**Requirement**
Of all the lines below, return only those starting with the line holding "black hat -> box" and going on through the line holding "crowd of people -> box", exactly as written.
[Task data Boundary: Start]
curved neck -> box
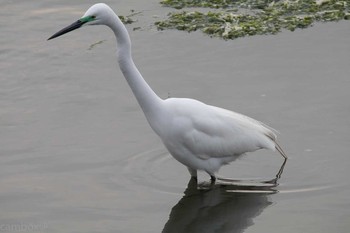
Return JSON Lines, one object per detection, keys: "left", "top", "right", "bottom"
{"left": 106, "top": 13, "right": 163, "bottom": 117}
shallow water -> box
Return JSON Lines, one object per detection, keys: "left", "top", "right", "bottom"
{"left": 1, "top": 0, "right": 350, "bottom": 232}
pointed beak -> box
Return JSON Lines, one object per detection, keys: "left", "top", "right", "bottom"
{"left": 48, "top": 19, "right": 86, "bottom": 40}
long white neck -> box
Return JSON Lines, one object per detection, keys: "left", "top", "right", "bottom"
{"left": 105, "top": 11, "right": 163, "bottom": 122}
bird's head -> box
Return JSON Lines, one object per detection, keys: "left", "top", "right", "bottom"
{"left": 48, "top": 3, "right": 113, "bottom": 40}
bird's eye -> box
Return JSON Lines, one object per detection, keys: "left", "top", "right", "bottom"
{"left": 91, "top": 15, "right": 96, "bottom": 19}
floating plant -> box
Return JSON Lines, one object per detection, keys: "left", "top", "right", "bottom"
{"left": 156, "top": 0, "right": 350, "bottom": 39}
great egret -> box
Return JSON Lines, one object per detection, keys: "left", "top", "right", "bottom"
{"left": 48, "top": 3, "right": 287, "bottom": 182}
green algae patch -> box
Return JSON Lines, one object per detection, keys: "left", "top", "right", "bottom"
{"left": 156, "top": 11, "right": 280, "bottom": 39}
{"left": 156, "top": 0, "right": 350, "bottom": 39}
{"left": 160, "top": 0, "right": 277, "bottom": 9}
{"left": 119, "top": 10, "right": 142, "bottom": 25}
{"left": 88, "top": 40, "right": 106, "bottom": 50}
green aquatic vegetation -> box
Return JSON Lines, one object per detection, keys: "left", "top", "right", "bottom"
{"left": 119, "top": 10, "right": 142, "bottom": 24}
{"left": 160, "top": 0, "right": 276, "bottom": 9}
{"left": 119, "top": 15, "right": 136, "bottom": 24}
{"left": 156, "top": 11, "right": 281, "bottom": 39}
{"left": 156, "top": 0, "right": 350, "bottom": 39}
{"left": 88, "top": 40, "right": 106, "bottom": 50}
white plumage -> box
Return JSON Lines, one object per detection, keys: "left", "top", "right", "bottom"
{"left": 155, "top": 98, "right": 282, "bottom": 178}
{"left": 48, "top": 3, "right": 287, "bottom": 182}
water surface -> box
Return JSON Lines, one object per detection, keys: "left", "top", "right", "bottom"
{"left": 1, "top": 0, "right": 350, "bottom": 232}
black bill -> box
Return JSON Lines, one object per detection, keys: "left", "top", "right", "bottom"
{"left": 48, "top": 20, "right": 86, "bottom": 40}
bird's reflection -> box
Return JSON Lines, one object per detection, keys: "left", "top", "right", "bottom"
{"left": 163, "top": 156, "right": 286, "bottom": 233}
{"left": 163, "top": 177, "right": 280, "bottom": 233}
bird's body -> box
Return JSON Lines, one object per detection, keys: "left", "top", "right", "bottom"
{"left": 48, "top": 3, "right": 287, "bottom": 182}
{"left": 151, "top": 97, "right": 278, "bottom": 177}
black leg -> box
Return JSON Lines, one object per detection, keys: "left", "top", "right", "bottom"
{"left": 262, "top": 157, "right": 287, "bottom": 185}
{"left": 276, "top": 157, "right": 287, "bottom": 180}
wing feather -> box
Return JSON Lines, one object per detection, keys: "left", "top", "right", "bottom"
{"left": 181, "top": 102, "right": 277, "bottom": 159}
{"left": 163, "top": 98, "right": 282, "bottom": 161}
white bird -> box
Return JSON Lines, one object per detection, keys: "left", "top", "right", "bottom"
{"left": 48, "top": 3, "right": 287, "bottom": 182}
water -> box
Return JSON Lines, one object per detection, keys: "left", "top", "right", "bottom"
{"left": 1, "top": 0, "right": 350, "bottom": 232}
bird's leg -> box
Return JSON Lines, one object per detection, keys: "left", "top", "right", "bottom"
{"left": 187, "top": 167, "right": 197, "bottom": 179}
{"left": 259, "top": 142, "right": 288, "bottom": 184}
{"left": 275, "top": 142, "right": 288, "bottom": 160}
{"left": 263, "top": 157, "right": 287, "bottom": 185}
{"left": 207, "top": 171, "right": 216, "bottom": 184}
{"left": 275, "top": 157, "right": 287, "bottom": 180}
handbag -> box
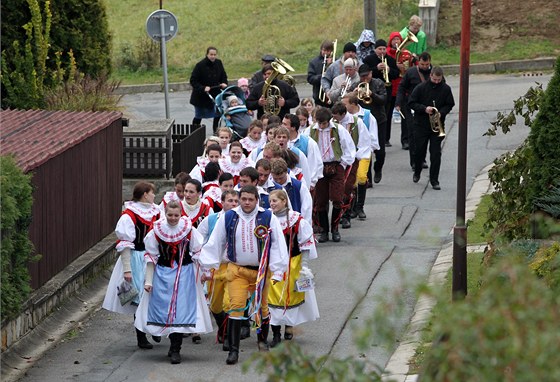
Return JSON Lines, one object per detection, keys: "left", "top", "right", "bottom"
{"left": 117, "top": 279, "right": 139, "bottom": 306}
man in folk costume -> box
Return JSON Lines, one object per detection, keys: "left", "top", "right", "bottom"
{"left": 199, "top": 186, "right": 289, "bottom": 365}
{"left": 302, "top": 107, "right": 356, "bottom": 243}
{"left": 196, "top": 190, "right": 239, "bottom": 351}
{"left": 342, "top": 92, "right": 380, "bottom": 220}
{"left": 134, "top": 201, "right": 212, "bottom": 364}
{"left": 331, "top": 101, "right": 373, "bottom": 229}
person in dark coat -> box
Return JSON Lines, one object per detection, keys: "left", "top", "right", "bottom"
{"left": 307, "top": 40, "right": 335, "bottom": 107}
{"left": 408, "top": 66, "right": 455, "bottom": 190}
{"left": 246, "top": 64, "right": 300, "bottom": 120}
{"left": 190, "top": 46, "right": 228, "bottom": 130}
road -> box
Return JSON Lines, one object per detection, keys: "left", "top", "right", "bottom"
{"left": 20, "top": 72, "right": 552, "bottom": 382}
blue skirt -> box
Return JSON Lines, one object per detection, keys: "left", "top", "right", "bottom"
{"left": 194, "top": 106, "right": 217, "bottom": 119}
{"left": 147, "top": 264, "right": 197, "bottom": 327}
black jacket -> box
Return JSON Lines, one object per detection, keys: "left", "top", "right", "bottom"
{"left": 408, "top": 80, "right": 455, "bottom": 129}
{"left": 246, "top": 79, "right": 300, "bottom": 119}
{"left": 189, "top": 57, "right": 228, "bottom": 108}
{"left": 359, "top": 78, "right": 387, "bottom": 124}
{"left": 363, "top": 53, "right": 400, "bottom": 87}
{"left": 395, "top": 65, "right": 432, "bottom": 108}
{"left": 307, "top": 54, "right": 329, "bottom": 106}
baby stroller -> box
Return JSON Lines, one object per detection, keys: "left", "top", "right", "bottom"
{"left": 215, "top": 85, "right": 252, "bottom": 141}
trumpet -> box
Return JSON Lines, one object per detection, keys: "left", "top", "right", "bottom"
{"left": 340, "top": 75, "right": 352, "bottom": 98}
{"left": 318, "top": 39, "right": 337, "bottom": 103}
{"left": 356, "top": 82, "right": 372, "bottom": 104}
{"left": 381, "top": 55, "right": 391, "bottom": 87}
{"left": 430, "top": 101, "right": 446, "bottom": 137}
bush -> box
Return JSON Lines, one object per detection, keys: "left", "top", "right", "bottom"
{"left": 420, "top": 259, "right": 560, "bottom": 381}
{"left": 116, "top": 34, "right": 160, "bottom": 72}
{"left": 529, "top": 241, "right": 560, "bottom": 292}
{"left": 1, "top": 156, "right": 37, "bottom": 323}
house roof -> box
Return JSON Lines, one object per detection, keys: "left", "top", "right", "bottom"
{"left": 0, "top": 109, "right": 123, "bottom": 172}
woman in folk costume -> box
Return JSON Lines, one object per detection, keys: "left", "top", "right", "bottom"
{"left": 239, "top": 120, "right": 266, "bottom": 157}
{"left": 134, "top": 201, "right": 212, "bottom": 364}
{"left": 158, "top": 172, "right": 190, "bottom": 217}
{"left": 218, "top": 141, "right": 253, "bottom": 185}
{"left": 102, "top": 181, "right": 161, "bottom": 349}
{"left": 189, "top": 138, "right": 222, "bottom": 183}
{"left": 267, "top": 189, "right": 319, "bottom": 348}
{"left": 183, "top": 179, "right": 214, "bottom": 229}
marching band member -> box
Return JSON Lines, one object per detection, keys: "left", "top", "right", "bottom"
{"left": 321, "top": 42, "right": 357, "bottom": 104}
{"left": 327, "top": 58, "right": 360, "bottom": 105}
{"left": 307, "top": 40, "right": 335, "bottom": 107}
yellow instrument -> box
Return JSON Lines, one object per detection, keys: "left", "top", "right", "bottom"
{"left": 340, "top": 75, "right": 352, "bottom": 98}
{"left": 430, "top": 101, "right": 446, "bottom": 137}
{"left": 262, "top": 58, "right": 295, "bottom": 115}
{"left": 381, "top": 55, "right": 391, "bottom": 87}
{"left": 356, "top": 82, "right": 372, "bottom": 104}
{"left": 275, "top": 57, "right": 296, "bottom": 87}
{"left": 396, "top": 31, "right": 418, "bottom": 75}
{"left": 318, "top": 39, "right": 337, "bottom": 103}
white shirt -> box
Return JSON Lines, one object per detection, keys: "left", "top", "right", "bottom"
{"left": 303, "top": 121, "right": 356, "bottom": 168}
{"left": 337, "top": 113, "right": 373, "bottom": 159}
{"left": 289, "top": 133, "right": 324, "bottom": 188}
{"left": 199, "top": 206, "right": 289, "bottom": 281}
{"left": 355, "top": 105, "right": 380, "bottom": 152}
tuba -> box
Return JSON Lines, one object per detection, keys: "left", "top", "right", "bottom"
{"left": 430, "top": 101, "right": 446, "bottom": 137}
{"left": 275, "top": 58, "right": 296, "bottom": 87}
{"left": 356, "top": 82, "right": 372, "bottom": 104}
{"left": 262, "top": 61, "right": 286, "bottom": 115}
{"left": 396, "top": 31, "right": 418, "bottom": 75}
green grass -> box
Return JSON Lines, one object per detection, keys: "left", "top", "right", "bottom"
{"left": 466, "top": 194, "right": 491, "bottom": 245}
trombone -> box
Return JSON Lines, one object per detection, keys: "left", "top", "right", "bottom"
{"left": 318, "top": 39, "right": 337, "bottom": 103}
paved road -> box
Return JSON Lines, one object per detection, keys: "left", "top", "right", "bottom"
{"left": 20, "top": 73, "right": 551, "bottom": 382}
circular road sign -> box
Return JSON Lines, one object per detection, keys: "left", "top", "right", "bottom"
{"left": 146, "top": 9, "right": 178, "bottom": 42}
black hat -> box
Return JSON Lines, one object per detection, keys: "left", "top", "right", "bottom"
{"left": 343, "top": 42, "right": 357, "bottom": 53}
{"left": 374, "top": 39, "right": 387, "bottom": 48}
{"left": 358, "top": 64, "right": 372, "bottom": 76}
{"left": 261, "top": 54, "right": 276, "bottom": 62}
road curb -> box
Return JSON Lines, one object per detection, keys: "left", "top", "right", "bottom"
{"left": 383, "top": 164, "right": 493, "bottom": 381}
{"left": 112, "top": 58, "right": 557, "bottom": 95}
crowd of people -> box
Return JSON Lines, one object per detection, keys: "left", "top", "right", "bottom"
{"left": 103, "top": 14, "right": 454, "bottom": 366}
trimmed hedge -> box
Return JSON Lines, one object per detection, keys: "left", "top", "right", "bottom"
{"left": 1, "top": 156, "right": 36, "bottom": 323}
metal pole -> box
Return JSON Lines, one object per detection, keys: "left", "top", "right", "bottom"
{"left": 364, "top": 0, "right": 377, "bottom": 39}
{"left": 158, "top": 14, "right": 170, "bottom": 119}
{"left": 452, "top": 0, "right": 471, "bottom": 300}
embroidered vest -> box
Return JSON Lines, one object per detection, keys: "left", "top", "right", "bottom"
{"left": 122, "top": 209, "right": 159, "bottom": 251}
{"left": 224, "top": 209, "right": 272, "bottom": 263}
{"left": 274, "top": 178, "right": 303, "bottom": 213}
{"left": 309, "top": 125, "right": 343, "bottom": 161}
{"left": 293, "top": 134, "right": 309, "bottom": 156}
{"left": 154, "top": 233, "right": 192, "bottom": 268}
{"left": 348, "top": 115, "right": 360, "bottom": 147}
{"left": 283, "top": 216, "right": 302, "bottom": 258}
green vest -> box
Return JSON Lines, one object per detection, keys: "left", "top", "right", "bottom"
{"left": 310, "top": 123, "right": 343, "bottom": 161}
{"left": 348, "top": 115, "right": 360, "bottom": 147}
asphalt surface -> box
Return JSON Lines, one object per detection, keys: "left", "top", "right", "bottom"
{"left": 17, "top": 72, "right": 553, "bottom": 382}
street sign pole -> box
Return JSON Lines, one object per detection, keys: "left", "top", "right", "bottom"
{"left": 146, "top": 10, "right": 178, "bottom": 120}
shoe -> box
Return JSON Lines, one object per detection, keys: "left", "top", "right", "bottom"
{"left": 136, "top": 329, "right": 153, "bottom": 350}
{"left": 270, "top": 325, "right": 282, "bottom": 348}
{"left": 431, "top": 182, "right": 441, "bottom": 190}
{"left": 413, "top": 174, "right": 420, "bottom": 183}
{"left": 240, "top": 324, "right": 251, "bottom": 340}
{"left": 170, "top": 351, "right": 181, "bottom": 364}
{"left": 402, "top": 142, "right": 409, "bottom": 150}
{"left": 257, "top": 321, "right": 269, "bottom": 351}
{"left": 357, "top": 209, "right": 366, "bottom": 220}
{"left": 349, "top": 209, "right": 358, "bottom": 219}
{"left": 284, "top": 326, "right": 294, "bottom": 340}
{"left": 385, "top": 141, "right": 392, "bottom": 147}
{"left": 317, "top": 232, "right": 329, "bottom": 243}
{"left": 192, "top": 334, "right": 201, "bottom": 344}
{"left": 373, "top": 171, "right": 382, "bottom": 183}
{"left": 152, "top": 335, "right": 161, "bottom": 343}
{"left": 422, "top": 161, "right": 429, "bottom": 169}
{"left": 331, "top": 230, "right": 341, "bottom": 242}
{"left": 366, "top": 180, "right": 373, "bottom": 189}
{"left": 341, "top": 217, "right": 351, "bottom": 229}
{"left": 226, "top": 319, "right": 241, "bottom": 365}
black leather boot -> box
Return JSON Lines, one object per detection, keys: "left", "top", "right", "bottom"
{"left": 257, "top": 319, "right": 269, "bottom": 351}
{"left": 136, "top": 328, "right": 153, "bottom": 349}
{"left": 331, "top": 207, "right": 342, "bottom": 242}
{"left": 284, "top": 325, "right": 294, "bottom": 340}
{"left": 169, "top": 333, "right": 183, "bottom": 364}
{"left": 270, "top": 325, "right": 282, "bottom": 348}
{"left": 317, "top": 211, "right": 329, "bottom": 243}
{"left": 226, "top": 319, "right": 242, "bottom": 365}
{"left": 355, "top": 184, "right": 367, "bottom": 220}
{"left": 240, "top": 307, "right": 251, "bottom": 340}
{"left": 212, "top": 311, "right": 227, "bottom": 344}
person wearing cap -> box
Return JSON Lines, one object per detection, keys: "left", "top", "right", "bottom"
{"left": 355, "top": 29, "right": 376, "bottom": 63}
{"left": 190, "top": 46, "right": 229, "bottom": 130}
{"left": 238, "top": 77, "right": 250, "bottom": 100}
{"left": 249, "top": 54, "right": 276, "bottom": 91}
{"left": 356, "top": 63, "right": 388, "bottom": 186}
{"left": 363, "top": 39, "right": 400, "bottom": 150}
{"left": 320, "top": 42, "right": 357, "bottom": 104}
{"left": 327, "top": 58, "right": 360, "bottom": 105}
{"left": 246, "top": 64, "right": 300, "bottom": 120}
{"left": 307, "top": 40, "right": 335, "bottom": 107}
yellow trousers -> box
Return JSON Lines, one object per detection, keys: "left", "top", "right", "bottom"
{"left": 207, "top": 263, "right": 230, "bottom": 314}
{"left": 356, "top": 157, "right": 371, "bottom": 185}
{"left": 226, "top": 263, "right": 270, "bottom": 318}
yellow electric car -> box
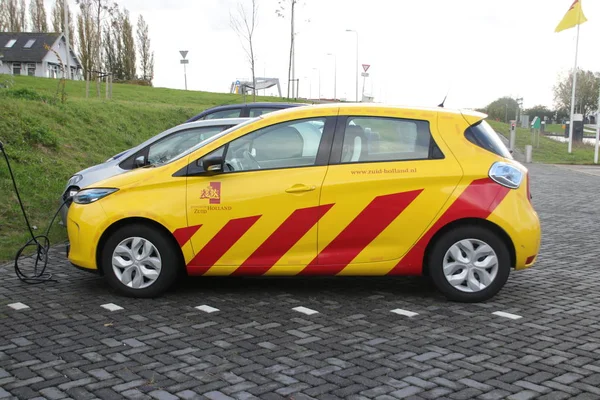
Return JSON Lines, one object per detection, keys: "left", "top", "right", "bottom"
{"left": 66, "top": 104, "right": 541, "bottom": 302}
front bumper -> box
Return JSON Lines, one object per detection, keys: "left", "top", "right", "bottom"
{"left": 67, "top": 201, "right": 107, "bottom": 272}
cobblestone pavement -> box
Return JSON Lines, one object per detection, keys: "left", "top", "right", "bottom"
{"left": 1, "top": 164, "right": 600, "bottom": 400}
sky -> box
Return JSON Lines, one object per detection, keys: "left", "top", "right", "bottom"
{"left": 70, "top": 0, "right": 600, "bottom": 110}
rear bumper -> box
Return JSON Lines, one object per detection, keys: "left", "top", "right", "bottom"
{"left": 487, "top": 188, "right": 541, "bottom": 270}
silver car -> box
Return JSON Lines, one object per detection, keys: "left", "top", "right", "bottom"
{"left": 60, "top": 118, "right": 250, "bottom": 224}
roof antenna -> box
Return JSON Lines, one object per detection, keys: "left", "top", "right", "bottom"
{"left": 438, "top": 87, "right": 450, "bottom": 108}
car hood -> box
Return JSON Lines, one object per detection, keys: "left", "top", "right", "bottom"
{"left": 86, "top": 162, "right": 162, "bottom": 191}
{"left": 69, "top": 159, "right": 122, "bottom": 191}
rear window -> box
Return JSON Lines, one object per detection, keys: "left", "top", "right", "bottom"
{"left": 465, "top": 120, "right": 512, "bottom": 159}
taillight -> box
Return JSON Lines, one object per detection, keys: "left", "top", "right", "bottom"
{"left": 488, "top": 162, "right": 523, "bottom": 189}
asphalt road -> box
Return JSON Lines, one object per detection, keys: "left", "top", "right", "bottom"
{"left": 1, "top": 163, "right": 600, "bottom": 400}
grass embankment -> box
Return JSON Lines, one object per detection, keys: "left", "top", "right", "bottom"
{"left": 487, "top": 120, "right": 597, "bottom": 165}
{"left": 0, "top": 75, "right": 295, "bottom": 262}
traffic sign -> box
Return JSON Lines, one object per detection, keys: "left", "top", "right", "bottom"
{"left": 362, "top": 64, "right": 370, "bottom": 72}
{"left": 180, "top": 59, "right": 189, "bottom": 64}
{"left": 180, "top": 50, "right": 188, "bottom": 59}
{"left": 361, "top": 72, "right": 369, "bottom": 77}
{"left": 235, "top": 80, "right": 241, "bottom": 85}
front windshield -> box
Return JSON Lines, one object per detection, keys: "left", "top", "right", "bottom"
{"left": 147, "top": 125, "right": 230, "bottom": 166}
{"left": 152, "top": 117, "right": 260, "bottom": 166}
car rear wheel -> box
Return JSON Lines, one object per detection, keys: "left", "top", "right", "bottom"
{"left": 101, "top": 224, "right": 181, "bottom": 298}
{"left": 428, "top": 225, "right": 511, "bottom": 303}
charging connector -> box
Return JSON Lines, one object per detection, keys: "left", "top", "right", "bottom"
{"left": 1, "top": 141, "right": 68, "bottom": 284}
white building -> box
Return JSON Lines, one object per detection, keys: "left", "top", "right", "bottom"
{"left": 0, "top": 32, "right": 82, "bottom": 80}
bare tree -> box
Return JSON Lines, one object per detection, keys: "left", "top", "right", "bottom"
{"left": 77, "top": 0, "right": 98, "bottom": 79}
{"left": 2, "top": 0, "right": 27, "bottom": 31}
{"left": 0, "top": 0, "right": 6, "bottom": 31}
{"left": 29, "top": 0, "right": 48, "bottom": 32}
{"left": 102, "top": 10, "right": 119, "bottom": 79}
{"left": 51, "top": 0, "right": 74, "bottom": 46}
{"left": 276, "top": 0, "right": 300, "bottom": 98}
{"left": 120, "top": 9, "right": 136, "bottom": 80}
{"left": 18, "top": 0, "right": 25, "bottom": 30}
{"left": 0, "top": 0, "right": 7, "bottom": 32}
{"left": 230, "top": 0, "right": 258, "bottom": 101}
{"left": 136, "top": 14, "right": 154, "bottom": 84}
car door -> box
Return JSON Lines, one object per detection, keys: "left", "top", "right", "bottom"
{"left": 184, "top": 116, "right": 336, "bottom": 276}
{"left": 301, "top": 112, "right": 463, "bottom": 276}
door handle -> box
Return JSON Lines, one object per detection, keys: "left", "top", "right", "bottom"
{"left": 285, "top": 184, "right": 316, "bottom": 193}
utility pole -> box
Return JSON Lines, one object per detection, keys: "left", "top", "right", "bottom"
{"left": 63, "top": 0, "right": 71, "bottom": 79}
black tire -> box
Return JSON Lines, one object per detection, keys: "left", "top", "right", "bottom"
{"left": 101, "top": 224, "right": 182, "bottom": 298}
{"left": 428, "top": 225, "right": 511, "bottom": 303}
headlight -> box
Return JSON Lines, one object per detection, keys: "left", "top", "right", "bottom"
{"left": 489, "top": 162, "right": 523, "bottom": 189}
{"left": 67, "top": 174, "right": 83, "bottom": 186}
{"left": 73, "top": 188, "right": 118, "bottom": 204}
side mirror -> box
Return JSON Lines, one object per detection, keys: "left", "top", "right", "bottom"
{"left": 200, "top": 154, "right": 224, "bottom": 174}
{"left": 134, "top": 155, "right": 146, "bottom": 168}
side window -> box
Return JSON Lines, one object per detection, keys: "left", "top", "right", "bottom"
{"left": 248, "top": 107, "right": 278, "bottom": 117}
{"left": 203, "top": 108, "right": 242, "bottom": 120}
{"left": 465, "top": 120, "right": 512, "bottom": 159}
{"left": 222, "top": 118, "right": 325, "bottom": 172}
{"left": 341, "top": 117, "right": 433, "bottom": 163}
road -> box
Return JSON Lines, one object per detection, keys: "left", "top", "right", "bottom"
{"left": 1, "top": 163, "right": 600, "bottom": 400}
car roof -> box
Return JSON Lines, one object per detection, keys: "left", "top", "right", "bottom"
{"left": 206, "top": 102, "right": 306, "bottom": 110}
{"left": 189, "top": 102, "right": 307, "bottom": 119}
{"left": 170, "top": 117, "right": 251, "bottom": 131}
{"left": 258, "top": 102, "right": 487, "bottom": 121}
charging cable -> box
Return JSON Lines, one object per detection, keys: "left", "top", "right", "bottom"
{"left": 0, "top": 141, "right": 68, "bottom": 284}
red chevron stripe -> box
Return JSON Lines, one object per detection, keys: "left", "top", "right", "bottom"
{"left": 388, "top": 178, "right": 511, "bottom": 275}
{"left": 187, "top": 215, "right": 261, "bottom": 276}
{"left": 299, "top": 190, "right": 423, "bottom": 276}
{"left": 232, "top": 204, "right": 334, "bottom": 276}
{"left": 173, "top": 225, "right": 202, "bottom": 247}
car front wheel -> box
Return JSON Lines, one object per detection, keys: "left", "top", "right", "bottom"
{"left": 101, "top": 224, "right": 181, "bottom": 298}
{"left": 428, "top": 225, "right": 511, "bottom": 303}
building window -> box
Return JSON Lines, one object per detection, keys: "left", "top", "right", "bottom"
{"left": 5, "top": 39, "right": 16, "bottom": 48}
{"left": 27, "top": 64, "right": 36, "bottom": 76}
{"left": 24, "top": 39, "right": 36, "bottom": 48}
{"left": 12, "top": 63, "right": 21, "bottom": 75}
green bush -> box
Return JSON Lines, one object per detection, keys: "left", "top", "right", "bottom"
{"left": 3, "top": 88, "right": 53, "bottom": 103}
{"left": 25, "top": 125, "right": 59, "bottom": 148}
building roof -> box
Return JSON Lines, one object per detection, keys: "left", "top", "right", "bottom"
{"left": 0, "top": 32, "right": 74, "bottom": 64}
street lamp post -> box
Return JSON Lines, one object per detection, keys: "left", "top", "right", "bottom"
{"left": 326, "top": 53, "right": 337, "bottom": 100}
{"left": 345, "top": 29, "right": 358, "bottom": 102}
{"left": 312, "top": 67, "right": 321, "bottom": 100}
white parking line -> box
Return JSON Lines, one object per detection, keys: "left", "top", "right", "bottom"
{"left": 101, "top": 303, "right": 124, "bottom": 312}
{"left": 492, "top": 311, "right": 522, "bottom": 320}
{"left": 292, "top": 306, "right": 319, "bottom": 316}
{"left": 391, "top": 308, "right": 418, "bottom": 317}
{"left": 8, "top": 302, "right": 29, "bottom": 310}
{"left": 196, "top": 305, "right": 220, "bottom": 313}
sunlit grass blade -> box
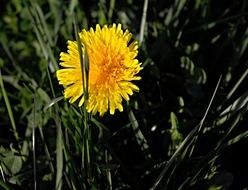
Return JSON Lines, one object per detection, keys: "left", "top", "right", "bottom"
[Task data Boundary: End]
**Result**
black hat -> box
Return JSON Lines, one object per detection, keys: "left", "top", "right", "bottom"
{"left": 343, "top": 42, "right": 357, "bottom": 53}
{"left": 374, "top": 39, "right": 387, "bottom": 48}
{"left": 358, "top": 64, "right": 372, "bottom": 76}
{"left": 261, "top": 54, "right": 276, "bottom": 62}
road curb -> box
Return JSON Lines, one object per detection, keys: "left", "top", "right", "bottom"
{"left": 383, "top": 164, "right": 493, "bottom": 381}
{"left": 112, "top": 58, "right": 557, "bottom": 95}
crowd of people -> box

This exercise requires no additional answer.